Passage shown Block Start

A further explanation of how these attention modules work can be seen in this [video](https://youtu.be/quoGRI-1l0A?list=PLkDaE6sCZn6F6wUI9tvS_Gw1vaFAx6rd6).

This [notebook](https://www.tensorflow.org/addons/tutorials/networks_seq2seq_nmt) shows how we can add Luong attention to an Encoder-Decoder model using TensorFlow Addons. Another [notebook](https://www.tensorflow.org/tutorials/text/nmt_with_attention) where the Bahdanau attention is added instead.

## Visual Attention


Attention mechanisms are now used for a variety of purposes. One of their first applications beyond NMT was in generating image captions using [visual attention](https://arxiv.org/abs/1502.03044): a convolutional neural network first processes the image and outputs some feature maps, then a decoder RNN equipped with an attention mechanism generates the caption, one word at a time. At each decoder time step (each word), the decoder uses the attention model to focus on just the right part of the image. For example, in Figure 16-7, the model generated the caption "A woman is throwing a frisbee in a park", and we can see what part of the input image the decoder focused its attention on when it was about to output the word "frisbee": clearly, most of its attention was focused on the frisbee.

Passage shown Block End
Available data Block Start

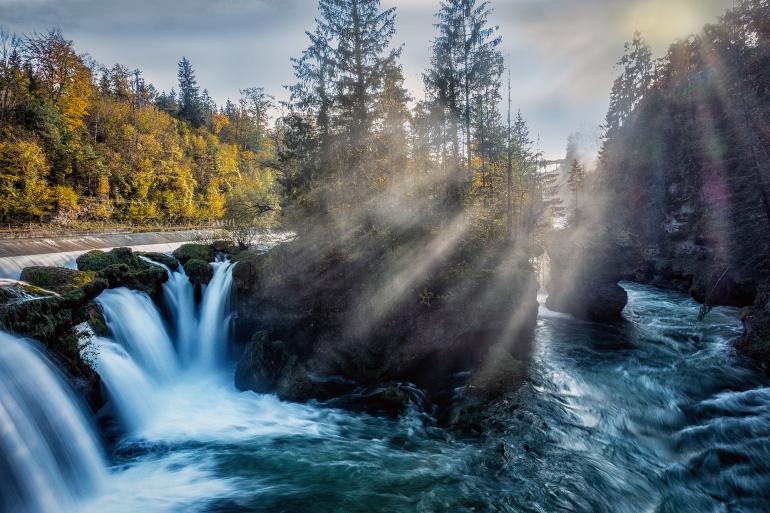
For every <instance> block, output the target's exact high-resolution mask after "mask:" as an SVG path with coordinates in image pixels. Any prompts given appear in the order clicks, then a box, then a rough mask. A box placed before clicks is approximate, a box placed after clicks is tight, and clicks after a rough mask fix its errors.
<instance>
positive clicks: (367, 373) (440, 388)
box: [233, 232, 538, 414]
mask: <svg viewBox="0 0 770 513" xmlns="http://www.w3.org/2000/svg"><path fill="white" fill-rule="evenodd" d="M432 240H433V234H432V233H430V232H428V233H414V232H409V233H396V234H388V235H386V236H383V235H382V234H379V233H371V232H367V233H363V234H357V235H355V236H353V237H351V238H350V239H349V240H338V239H335V238H333V237H329V236H328V234H320V235H319V234H316V235H315V236H306V237H301V238H298V239H296V240H294V241H291V242H286V243H283V244H280V245H278V246H276V247H274V248H272V249H271V250H269V251H267V252H257V251H246V252H243V253H241V254H238V255H236V256H235V257H234V258H233V260H235V261H237V262H238V265H237V266H236V268H235V269H234V272H233V279H234V286H235V289H236V290H235V304H236V309H237V315H238V319H237V326H236V328H237V329H236V331H237V337H238V338H240V339H241V340H243V339H248V338H251V336H252V334H254V333H256V332H260V331H265V332H267V335H266V337H265V338H263V335H261V334H260V336H259V337H258V339H257V340H255V339H252V341H251V342H250V345H249V346H248V347H247V348H246V350H245V351H244V355H243V358H242V359H241V362H240V364H239V371H238V372H237V376H236V384H237V386H238V387H239V388H241V389H249V390H256V391H261V392H268V391H269V392H273V393H276V394H277V395H278V396H279V397H281V398H282V399H284V400H293V401H307V400H310V399H318V400H325V401H328V400H335V401H337V402H338V403H339V404H340V405H343V406H345V405H348V404H349V405H350V406H345V407H354V408H360V407H364V408H366V409H367V411H371V412H374V413H381V412H386V414H389V413H387V412H393V411H400V410H401V409H402V405H403V401H402V400H401V399H403V398H402V397H401V394H400V393H396V392H394V390H392V389H390V388H389V387H391V386H393V384H398V383H411V384H413V385H415V386H416V387H417V388H419V389H421V390H423V391H424V392H425V394H426V398H427V399H426V400H427V402H429V403H432V404H434V405H437V406H438V408H439V409H442V410H446V408H447V407H448V406H449V405H450V404H451V403H452V401H453V400H454V395H455V390H456V389H457V387H461V386H464V385H465V384H466V381H467V379H468V377H469V376H470V375H472V373H473V372H475V371H476V370H477V369H479V368H481V366H482V365H483V362H484V360H485V358H486V356H487V354H488V350H489V348H490V347H492V346H494V345H496V344H503V345H504V346H505V348H506V350H507V351H508V352H509V354H510V355H512V356H511V357H514V358H516V359H517V360H520V361H522V362H524V361H527V355H528V354H529V351H530V341H531V338H532V334H533V330H534V326H535V323H536V317H537V306H538V305H537V301H536V293H537V282H536V279H535V274H534V272H533V269H532V267H531V265H529V262H528V256H527V255H524V254H520V253H518V252H517V251H516V250H515V248H512V247H511V246H509V245H508V244H507V243H504V242H503V243H501V244H500V245H499V246H495V247H489V248H488V249H487V251H484V252H479V251H478V250H477V246H476V245H475V243H474V241H473V240H472V239H469V240H468V242H467V245H465V244H463V245H461V246H460V247H458V248H456V251H455V252H447V253H446V254H445V255H441V256H440V258H437V259H436V262H435V263H434V264H435V265H432V266H430V267H424V268H420V267H419V266H418V267H415V266H414V265H413V264H414V261H415V260H414V259H415V258H416V255H424V254H425V252H426V251H427V250H428V248H429V247H430V244H431V241H432ZM405 273H409V274H410V277H409V279H408V280H402V279H401V276H403V275H404V274H405ZM277 340H280V341H281V342H280V343H278V342H272V341H277ZM361 391H365V392H361ZM375 391H380V392H376V393H375ZM354 397H357V398H358V399H356V400H355V401H353V400H352V398H354ZM351 401H352V402H351ZM367 405H368V406H367Z"/></svg>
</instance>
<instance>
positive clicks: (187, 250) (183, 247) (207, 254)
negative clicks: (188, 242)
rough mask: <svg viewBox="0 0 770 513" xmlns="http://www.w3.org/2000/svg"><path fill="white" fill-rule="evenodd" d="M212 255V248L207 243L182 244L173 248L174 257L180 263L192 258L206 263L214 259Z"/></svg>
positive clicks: (209, 261)
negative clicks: (199, 260)
mask: <svg viewBox="0 0 770 513" xmlns="http://www.w3.org/2000/svg"><path fill="white" fill-rule="evenodd" d="M214 255H215V251H214V248H213V247H212V246H211V245H208V244H182V245H181V246H179V247H178V248H176V249H175V250H174V257H175V258H176V259H177V260H179V263H181V264H182V265H184V264H186V263H187V262H188V261H190V260H193V259H195V260H202V261H204V262H206V263H208V262H211V261H213V260H214Z"/></svg>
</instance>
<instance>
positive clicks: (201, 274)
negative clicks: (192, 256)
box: [184, 258, 214, 285]
mask: <svg viewBox="0 0 770 513" xmlns="http://www.w3.org/2000/svg"><path fill="white" fill-rule="evenodd" d="M184 272H185V273H186V274H187V277H188V278H189V279H190V281H191V282H192V284H193V285H206V284H208V282H210V281H211V278H212V276H213V275H214V270H213V269H212V268H211V266H210V265H209V263H208V262H206V261H204V260H199V259H197V258H193V259H190V260H188V261H187V263H185V264H184Z"/></svg>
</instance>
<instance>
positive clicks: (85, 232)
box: [0, 223, 226, 240]
mask: <svg viewBox="0 0 770 513" xmlns="http://www.w3.org/2000/svg"><path fill="white" fill-rule="evenodd" d="M225 226H226V225H225V223H212V224H204V225H201V224H190V225H144V226H138V225H131V226H126V225H103V226H94V227H88V228H66V227H61V226H50V225H28V226H26V227H7V228H0V240H13V239H45V238H54V237H87V236H99V235H120V234H130V233H151V232H161V233H162V232H182V231H195V230H199V231H201V230H217V229H223V228H225Z"/></svg>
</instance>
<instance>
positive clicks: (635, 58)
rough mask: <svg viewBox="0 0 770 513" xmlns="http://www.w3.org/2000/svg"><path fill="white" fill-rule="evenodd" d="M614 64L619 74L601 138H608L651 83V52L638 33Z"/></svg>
mask: <svg viewBox="0 0 770 513" xmlns="http://www.w3.org/2000/svg"><path fill="white" fill-rule="evenodd" d="M623 48H624V52H623V56H622V57H621V58H620V60H619V61H618V63H617V67H618V68H619V69H620V70H621V72H620V75H619V76H618V77H617V78H616V79H615V82H614V83H613V85H612V92H611V93H610V108H609V110H608V112H607V118H606V120H605V124H604V130H605V136H606V137H607V138H612V137H613V136H614V135H615V133H616V132H617V131H618V129H620V127H621V126H623V123H624V122H625V121H626V119H627V118H628V116H629V115H630V114H631V112H632V111H633V110H634V108H635V107H636V106H637V105H638V104H639V102H640V101H641V100H642V98H644V95H645V94H646V93H647V91H648V90H649V89H650V87H651V85H652V81H653V79H654V73H655V69H654V64H653V60H652V50H651V49H650V47H649V46H648V45H647V43H646V42H645V40H644V38H643V37H642V35H641V34H640V33H639V32H634V37H633V39H632V40H631V41H630V42H627V43H626V44H625V45H624V47H623Z"/></svg>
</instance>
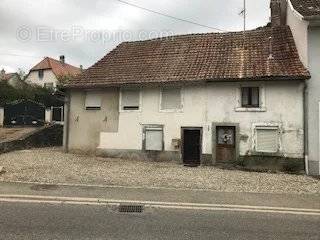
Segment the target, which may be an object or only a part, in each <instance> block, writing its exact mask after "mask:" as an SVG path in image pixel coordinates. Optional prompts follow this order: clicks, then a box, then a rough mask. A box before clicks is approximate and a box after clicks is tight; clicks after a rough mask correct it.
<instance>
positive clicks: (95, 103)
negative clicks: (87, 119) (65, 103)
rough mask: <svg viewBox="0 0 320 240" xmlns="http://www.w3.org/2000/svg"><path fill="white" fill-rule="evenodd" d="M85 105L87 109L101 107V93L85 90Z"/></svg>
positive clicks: (87, 109) (89, 109) (91, 108)
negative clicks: (97, 92)
mask: <svg viewBox="0 0 320 240" xmlns="http://www.w3.org/2000/svg"><path fill="white" fill-rule="evenodd" d="M85 107H86V109H87V110H99V109H101V94H100V93H97V92H86V100H85Z"/></svg>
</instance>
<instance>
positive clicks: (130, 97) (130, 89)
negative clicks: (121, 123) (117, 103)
mask: <svg viewBox="0 0 320 240" xmlns="http://www.w3.org/2000/svg"><path fill="white" fill-rule="evenodd" d="M139 109H140V90H139V89H123V90H121V110H139Z"/></svg>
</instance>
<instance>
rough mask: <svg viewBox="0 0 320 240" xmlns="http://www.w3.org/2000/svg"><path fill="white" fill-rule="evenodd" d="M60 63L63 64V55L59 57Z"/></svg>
mask: <svg viewBox="0 0 320 240" xmlns="http://www.w3.org/2000/svg"><path fill="white" fill-rule="evenodd" d="M60 62H61V63H62V64H65V57H64V55H61V56H60Z"/></svg>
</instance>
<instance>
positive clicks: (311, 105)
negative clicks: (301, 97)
mask: <svg viewBox="0 0 320 240" xmlns="http://www.w3.org/2000/svg"><path fill="white" fill-rule="evenodd" d="M288 2H289V5H288V8H287V24H288V25H289V26H290V28H291V31H292V34H293V37H294V40H295V43H296V46H297V49H298V52H299V56H300V59H301V61H302V63H303V64H304V66H305V67H306V68H307V69H308V70H309V71H310V74H311V79H310V80H308V81H307V112H308V114H307V116H306V118H307V119H308V142H307V147H308V149H307V153H306V159H307V160H308V162H309V164H308V165H309V166H308V167H309V173H310V174H312V175H319V174H320V152H319V151H320V141H319V138H320V131H319V125H320V124H319V122H320V118H319V101H320V21H318V22H317V21H315V22H313V21H310V22H309V21H305V20H303V16H301V15H300V14H299V13H298V12H297V11H295V10H294V9H293V7H292V5H291V3H290V1H288Z"/></svg>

Available data Block End

| Instructions for the task |
Summarize the passage on attention mechanisms in two sentences.

| Solved problem |
A video explains how attention modules work, and notebooks show Luong attention added to an Encoder-Decoder model with TensorFlow Addons and Bahdanau attention added instead. One early use of attention beyond NMT was image captioning with visual attention: a convolutional neural network outputs feature maps, and a decoder RNN with an attention mechanism generates the caption one word at a time, focusing on the right part of the image at each step.